(Collected data)

* start *

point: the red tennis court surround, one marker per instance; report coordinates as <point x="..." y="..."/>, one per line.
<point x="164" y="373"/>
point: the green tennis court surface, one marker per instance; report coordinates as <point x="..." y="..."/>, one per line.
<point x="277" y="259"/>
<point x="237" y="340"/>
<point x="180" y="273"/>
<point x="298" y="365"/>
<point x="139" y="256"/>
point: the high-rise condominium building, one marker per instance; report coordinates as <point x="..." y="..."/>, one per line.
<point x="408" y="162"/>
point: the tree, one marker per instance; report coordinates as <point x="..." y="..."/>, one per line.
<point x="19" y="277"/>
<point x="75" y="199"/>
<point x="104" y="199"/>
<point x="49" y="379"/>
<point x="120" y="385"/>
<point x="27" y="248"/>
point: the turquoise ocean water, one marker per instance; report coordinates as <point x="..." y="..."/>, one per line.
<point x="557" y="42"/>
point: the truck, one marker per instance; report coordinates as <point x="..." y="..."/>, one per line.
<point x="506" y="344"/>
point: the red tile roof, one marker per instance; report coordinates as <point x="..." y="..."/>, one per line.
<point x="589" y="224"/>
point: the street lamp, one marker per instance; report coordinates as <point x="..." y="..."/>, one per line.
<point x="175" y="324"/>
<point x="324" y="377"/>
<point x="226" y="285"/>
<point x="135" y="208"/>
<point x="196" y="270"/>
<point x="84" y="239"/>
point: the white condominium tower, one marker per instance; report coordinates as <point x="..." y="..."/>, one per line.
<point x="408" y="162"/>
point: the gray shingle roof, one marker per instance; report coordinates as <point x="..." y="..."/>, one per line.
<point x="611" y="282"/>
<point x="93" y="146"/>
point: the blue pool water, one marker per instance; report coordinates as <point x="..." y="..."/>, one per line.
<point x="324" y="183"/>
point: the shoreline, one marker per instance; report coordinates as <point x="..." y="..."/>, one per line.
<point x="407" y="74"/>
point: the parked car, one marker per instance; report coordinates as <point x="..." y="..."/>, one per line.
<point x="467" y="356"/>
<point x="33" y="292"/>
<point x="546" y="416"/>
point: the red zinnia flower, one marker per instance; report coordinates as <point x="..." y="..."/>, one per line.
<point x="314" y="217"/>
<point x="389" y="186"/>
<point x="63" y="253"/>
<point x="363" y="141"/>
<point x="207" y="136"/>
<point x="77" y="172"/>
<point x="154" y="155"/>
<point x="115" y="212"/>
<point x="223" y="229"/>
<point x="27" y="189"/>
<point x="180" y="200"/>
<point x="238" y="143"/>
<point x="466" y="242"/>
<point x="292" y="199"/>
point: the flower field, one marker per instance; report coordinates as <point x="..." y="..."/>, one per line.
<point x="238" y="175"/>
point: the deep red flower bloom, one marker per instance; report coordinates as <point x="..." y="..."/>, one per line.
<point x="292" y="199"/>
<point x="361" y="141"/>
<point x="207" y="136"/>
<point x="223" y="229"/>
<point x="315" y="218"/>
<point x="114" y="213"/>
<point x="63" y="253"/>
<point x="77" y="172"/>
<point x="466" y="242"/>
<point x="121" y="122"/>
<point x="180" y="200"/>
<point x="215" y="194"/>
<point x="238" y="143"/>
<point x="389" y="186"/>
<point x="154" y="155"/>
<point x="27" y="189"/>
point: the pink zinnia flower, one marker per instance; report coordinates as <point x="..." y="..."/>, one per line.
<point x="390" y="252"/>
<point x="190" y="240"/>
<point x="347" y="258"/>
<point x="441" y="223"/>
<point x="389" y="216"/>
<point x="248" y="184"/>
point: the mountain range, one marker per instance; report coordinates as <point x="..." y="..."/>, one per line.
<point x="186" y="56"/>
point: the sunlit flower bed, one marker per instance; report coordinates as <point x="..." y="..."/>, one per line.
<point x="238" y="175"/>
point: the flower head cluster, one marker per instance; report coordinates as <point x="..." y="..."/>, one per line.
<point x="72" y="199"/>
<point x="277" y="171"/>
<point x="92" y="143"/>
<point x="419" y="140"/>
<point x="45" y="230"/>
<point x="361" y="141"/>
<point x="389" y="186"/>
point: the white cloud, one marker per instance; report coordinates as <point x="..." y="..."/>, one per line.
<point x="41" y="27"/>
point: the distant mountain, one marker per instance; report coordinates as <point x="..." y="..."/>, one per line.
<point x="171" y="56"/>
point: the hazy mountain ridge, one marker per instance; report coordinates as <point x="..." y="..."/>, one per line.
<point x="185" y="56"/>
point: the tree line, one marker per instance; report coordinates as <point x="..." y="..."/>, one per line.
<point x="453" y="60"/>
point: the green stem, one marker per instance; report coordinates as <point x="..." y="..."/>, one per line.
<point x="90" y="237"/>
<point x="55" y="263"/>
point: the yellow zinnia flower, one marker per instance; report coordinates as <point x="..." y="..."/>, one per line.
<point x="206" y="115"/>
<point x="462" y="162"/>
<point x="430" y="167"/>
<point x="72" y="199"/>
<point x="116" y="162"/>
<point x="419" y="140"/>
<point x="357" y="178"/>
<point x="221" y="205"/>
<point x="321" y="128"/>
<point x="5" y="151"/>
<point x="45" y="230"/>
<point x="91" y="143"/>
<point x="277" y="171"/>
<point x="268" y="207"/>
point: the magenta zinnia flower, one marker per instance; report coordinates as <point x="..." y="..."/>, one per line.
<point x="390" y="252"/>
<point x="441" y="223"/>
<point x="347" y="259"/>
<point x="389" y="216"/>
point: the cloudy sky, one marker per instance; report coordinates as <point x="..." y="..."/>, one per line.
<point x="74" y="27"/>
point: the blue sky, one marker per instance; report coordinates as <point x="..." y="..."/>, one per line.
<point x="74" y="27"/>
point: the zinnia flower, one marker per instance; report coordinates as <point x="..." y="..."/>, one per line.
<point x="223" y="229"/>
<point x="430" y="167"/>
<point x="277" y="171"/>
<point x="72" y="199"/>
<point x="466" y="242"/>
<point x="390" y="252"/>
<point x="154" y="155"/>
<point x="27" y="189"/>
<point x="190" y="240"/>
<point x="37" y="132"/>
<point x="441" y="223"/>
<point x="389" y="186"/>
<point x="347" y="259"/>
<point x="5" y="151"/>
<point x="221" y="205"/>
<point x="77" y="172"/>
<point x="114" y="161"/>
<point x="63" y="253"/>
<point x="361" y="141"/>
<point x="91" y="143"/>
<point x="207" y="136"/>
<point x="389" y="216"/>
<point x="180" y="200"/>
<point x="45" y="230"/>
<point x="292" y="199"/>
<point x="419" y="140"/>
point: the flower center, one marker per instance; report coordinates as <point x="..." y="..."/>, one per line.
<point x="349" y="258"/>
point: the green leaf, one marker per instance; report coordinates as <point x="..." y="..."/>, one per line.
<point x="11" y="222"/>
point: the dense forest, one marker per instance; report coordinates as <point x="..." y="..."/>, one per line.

* end *

**Set exercise:** Write out exactly the lines of the entries above that run from the line containing "point: the cloudy" through the last line, including both.

**Result of the task:**
point: the cloudy sky, one marker per instance; report coordinates as <point x="..." y="..."/>, one per line.
<point x="74" y="27"/>
point: the blue sky, one marker per instance; report coordinates as <point x="..." y="..."/>, one per line.
<point x="74" y="27"/>
point: the zinnia flower, one marker per instance; report coordinates as <point x="..." y="..."/>, one per line.
<point x="223" y="229"/>
<point x="430" y="167"/>
<point x="277" y="171"/>
<point x="72" y="199"/>
<point x="466" y="242"/>
<point x="390" y="252"/>
<point x="154" y="155"/>
<point x="27" y="189"/>
<point x="190" y="240"/>
<point x="37" y="132"/>
<point x="441" y="223"/>
<point x="389" y="186"/>
<point x="347" y="259"/>
<point x="5" y="151"/>
<point x="221" y="205"/>
<point x="77" y="172"/>
<point x="114" y="161"/>
<point x="63" y="253"/>
<point x="361" y="141"/>
<point x="91" y="143"/>
<point x="207" y="136"/>
<point x="389" y="216"/>
<point x="180" y="200"/>
<point x="45" y="230"/>
<point x="292" y="199"/>
<point x="419" y="140"/>
point: the flower center, one marker per instance; report coordinates as <point x="..." y="..."/>, one per line.
<point x="349" y="258"/>
point: the green leaf, one marker per instance; report coordinates as <point x="..." y="..."/>, one per line.
<point x="11" y="222"/>
point: the dense forest, one marker per instance; report coordinates as <point x="..." y="..."/>, one per line.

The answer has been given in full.